**Задание A**.
Назовите всех, о ком говорится в солдатской молитве из текста о поминовении павших солдат.
**Задание B**.
Кратко перескажите списком абзац текста о поминовении павших солдат, который начинается словами «В соревновании за утешение душ», сохранив главные факты.
**Задание C**.
Воспроизведите дословно фрагмент текста о поминовении павших солдат, начиная со слов «Пасторы и священники обращались» и заканчивая словами «милость Твоя в веках.».

В Гамбурге в Поминальное воскресенье 1943 г. партия сумела существенно «подвинуть» церковь. Но, хотя функционеры настаивали на прерогативах лично извещать семьи о гибели солдат на фронте, за утешением скорбящие продолжали обращаться к священникам. Через месяц после получения уведомления о гибели мужа Гертруда Л. заказала панихиду в церкви, где восемь лет назад сочеталась с ним браком, причем службу проводил один и тот же пастор. Он поставил вопрос ребром: «Приходится задаваться вопросом: а есть ли Господь Бог, если он позволяет забрать любящего мужа у такой молодой женщины и отца у четырех детей?» Если у какой-нибудь иной вдовы и возникли бы сомнения, Гертруду «утешил» данный священником ответ. «Бог, — уверял тот скорбящую вдову и прочих прихожан, — дает нам ношу по силам — ту, которую мы способны нести». Стоял май, и церковь украшали лавровые венки. Уходя, конгрегация прошествовала мимо каски, водруженной на пирамиду из винтовок, символизировавших павшего солдата и его отсутствовавших товарищей.

Пасторы и священники обращались к репертуару из наставлений и молитв, проверенных войнами за объединение нации и Первой мировой, часто черпая вдохновения из Евангелия от Матфея 5:4: «Блаженны плачущие, ибо они утешатся». Одна церемония завершалась солдатской молитвой, хорошо известной в описываемые времена:

Кто погиб на море и на воде —

Попал ныне в руки к Тебе.

Кто сражается в дальних местах —

С тем милость Твоя в веках.

Кто рыдает во мраке ночи —

Да согреют того Твои очи.

Аминь.

В соревновании за утешение душ скорбящих партия и церковь пользовались заимствованиями друг у друга. В СД отмечали, что на церковных службах обычно покрывают флагом со свастикой пустой гроб перед алтарем со стальной каской и «двумя скрещенными пистолетами или — у офицеров — мечами» поверх крышки. Церковь тоже проповедовала патриотическое сопротивление: от гибели и скорби никуда не деться, ибо «наша нация ведет войну не на жизнь, а на смерть». Как постепенно осознали католические священники Рейнской области, посещаемость на похоронах и поминальных службах превышала даже наиболее важные праздники, в том числе Страстную пятницу. Епископы забеспокоились, что обострившаяся у верующих тяга к церкви в большей степени свидетельствовала о потребности в коллективных акциях поминовения, чем о религиозности католиков.

**Исходные строки**.
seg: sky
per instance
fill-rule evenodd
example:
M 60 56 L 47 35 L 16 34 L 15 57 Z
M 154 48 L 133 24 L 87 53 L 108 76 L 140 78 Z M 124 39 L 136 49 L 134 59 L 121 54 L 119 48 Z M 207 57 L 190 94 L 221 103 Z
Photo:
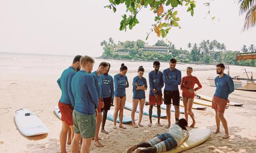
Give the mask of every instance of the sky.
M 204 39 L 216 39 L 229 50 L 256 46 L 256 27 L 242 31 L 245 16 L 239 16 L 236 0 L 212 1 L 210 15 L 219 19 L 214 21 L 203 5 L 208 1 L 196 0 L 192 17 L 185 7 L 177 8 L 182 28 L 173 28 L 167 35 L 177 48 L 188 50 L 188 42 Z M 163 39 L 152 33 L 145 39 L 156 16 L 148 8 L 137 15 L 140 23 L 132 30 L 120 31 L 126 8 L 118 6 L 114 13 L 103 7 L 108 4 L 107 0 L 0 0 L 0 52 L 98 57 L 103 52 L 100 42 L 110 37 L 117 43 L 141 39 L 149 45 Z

==

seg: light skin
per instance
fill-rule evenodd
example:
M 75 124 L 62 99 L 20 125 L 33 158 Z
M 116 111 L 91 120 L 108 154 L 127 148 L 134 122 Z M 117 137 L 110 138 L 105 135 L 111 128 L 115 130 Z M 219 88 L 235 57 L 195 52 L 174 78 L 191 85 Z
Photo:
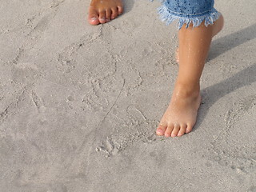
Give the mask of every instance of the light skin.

**Ответ A**.
- Те, кто погиб на море и на воде.
- Те, кто сражается в дальних местах.
- Те, кто рыдает во мраке ночи.

**Ответ B**.
- Партия и церковь, соперничая за утешение скорбящих, заимствовали друг у друга.
- По наблюдениям СД, на церковных службах пустой гроб перед алтарем обычно покрывали флагом со свастикой, а сверху клали стальную каску и два скрещенных пистолета (у офицеров мечи).
- Церковь тоже призывала к патриотической стойкости: нация ведет войну не на жизнь, а на смерть.
- Католические священники Рейнской области заметили, что на похороны и поминальные службы приходило больше людей, чем даже на главные праздники, включая Страстную пятницу.
- Епископы опасались, что эта тяга к церкви говорила скорее о потребности в совместном поминовении, чем о религиозности.

**Ответ C**.
Пасторы и священники обращались к репертуару из наставлений и молитв, проверенных войнами за объединение нации и Первой мировой, часто черпая вдохновения из Евангелия от Матфея 5:4: «Блаженны плачущие, ибо они утешатся». Одна церемония завершалась солдатской молитвой, хорошо известной в описываемые времена:

Кто погиб на море и на воде —

Попал ныне в руки к Тебе.

Кто сражается в дальних местах —

С тем милость Твоя в веках.